=== INSTRUCTION 1 ===
Reproduce word for word the part of the records that opens with the line containing "Tag the short" and continues through the end of the records.

=== TEXT ===
○ ○ ○

Being Right

There’s this interesting scene in the movie Too Big To Fail, which is about the 2008 financial crisis that almost brought down the entire global economy. The setting was after US Treasury Secretary Hank Paulson (played by William Hurt) asked the CEOs of the world’s biggest financial institutions to work through the weekend and try coming up with solutions to avert the crisis.
After hours of non-stop numbers crunching, a group of Goldman Sachs executives took a limousine to continue working at the New York Federal Reserve offices. Stepping down from the car, an executive whined he couldn’t handle the stress. Lloyd Blankfein, head of Goldman’s, turned to the young man and said: “You’re getting out of a Mercedes to go to the Federal Reserve. You’re not getting out of a Higgins Boat on Omaha Beach.”
Was reminded of that scene after reading about this survey on millennials. As Ben Renner reports, “stressors are causing young adults to have struggles falling asleep 138 nights each year”.
Apparently, “one-third of millennials believe their lives are more stressful than the average person’s life. The survey also pointed to the numerous causes of frustration for this particular youth segment. Many feel their overall stress level is caused by the accumulation of daily micro-stressors — seemingly trivial experiences — such as being stuck in traffic, waiting for appointments, or various smartphone issues.”

○ ○ ○

=== TASK INPUT ===

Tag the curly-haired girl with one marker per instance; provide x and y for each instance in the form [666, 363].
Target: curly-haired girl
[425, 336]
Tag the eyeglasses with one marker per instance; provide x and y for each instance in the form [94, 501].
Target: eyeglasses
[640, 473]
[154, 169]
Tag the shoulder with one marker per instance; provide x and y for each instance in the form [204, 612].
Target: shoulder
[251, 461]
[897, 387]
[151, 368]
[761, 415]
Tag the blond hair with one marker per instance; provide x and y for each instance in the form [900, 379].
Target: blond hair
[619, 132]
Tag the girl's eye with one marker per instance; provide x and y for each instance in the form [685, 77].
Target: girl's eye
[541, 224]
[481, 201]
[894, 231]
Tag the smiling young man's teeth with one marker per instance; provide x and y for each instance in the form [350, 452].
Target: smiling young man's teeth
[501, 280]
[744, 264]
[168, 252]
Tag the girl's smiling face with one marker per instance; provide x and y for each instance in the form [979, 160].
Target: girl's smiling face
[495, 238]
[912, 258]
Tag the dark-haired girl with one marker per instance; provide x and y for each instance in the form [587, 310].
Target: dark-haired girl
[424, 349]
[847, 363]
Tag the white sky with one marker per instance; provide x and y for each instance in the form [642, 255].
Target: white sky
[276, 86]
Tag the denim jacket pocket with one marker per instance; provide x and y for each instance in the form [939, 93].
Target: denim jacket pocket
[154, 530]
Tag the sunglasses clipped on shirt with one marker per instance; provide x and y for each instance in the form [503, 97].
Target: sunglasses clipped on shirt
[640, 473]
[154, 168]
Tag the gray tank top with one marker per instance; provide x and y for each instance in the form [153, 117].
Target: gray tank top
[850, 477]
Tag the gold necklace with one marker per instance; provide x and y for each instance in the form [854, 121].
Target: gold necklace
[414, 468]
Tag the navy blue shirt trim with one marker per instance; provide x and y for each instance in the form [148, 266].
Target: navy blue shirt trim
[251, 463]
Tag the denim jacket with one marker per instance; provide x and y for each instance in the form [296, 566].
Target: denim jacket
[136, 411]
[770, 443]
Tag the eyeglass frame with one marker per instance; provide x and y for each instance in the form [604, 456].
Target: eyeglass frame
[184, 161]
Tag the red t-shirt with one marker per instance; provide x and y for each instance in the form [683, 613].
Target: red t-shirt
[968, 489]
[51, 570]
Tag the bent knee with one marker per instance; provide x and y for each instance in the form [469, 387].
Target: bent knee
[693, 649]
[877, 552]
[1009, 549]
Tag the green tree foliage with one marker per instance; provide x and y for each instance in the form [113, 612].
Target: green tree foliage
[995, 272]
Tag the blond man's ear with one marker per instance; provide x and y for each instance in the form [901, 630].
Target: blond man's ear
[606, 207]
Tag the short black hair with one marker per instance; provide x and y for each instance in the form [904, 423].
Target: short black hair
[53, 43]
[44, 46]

○ ○ ○

=== INSTRUCTION 2 ===
Name every person the text on stress mentions by name.

=== COMPLETE RESPONSE 1 ===
Tag the short black hair with one marker per instance; provide x and y for each instance in the form [904, 423].
Target: short black hair
[53, 43]
[44, 46]

=== COMPLETE RESPONSE 2 ===
- Hank Paulson
- William Hurt
- Lloyd Blankfein
- Ben Renner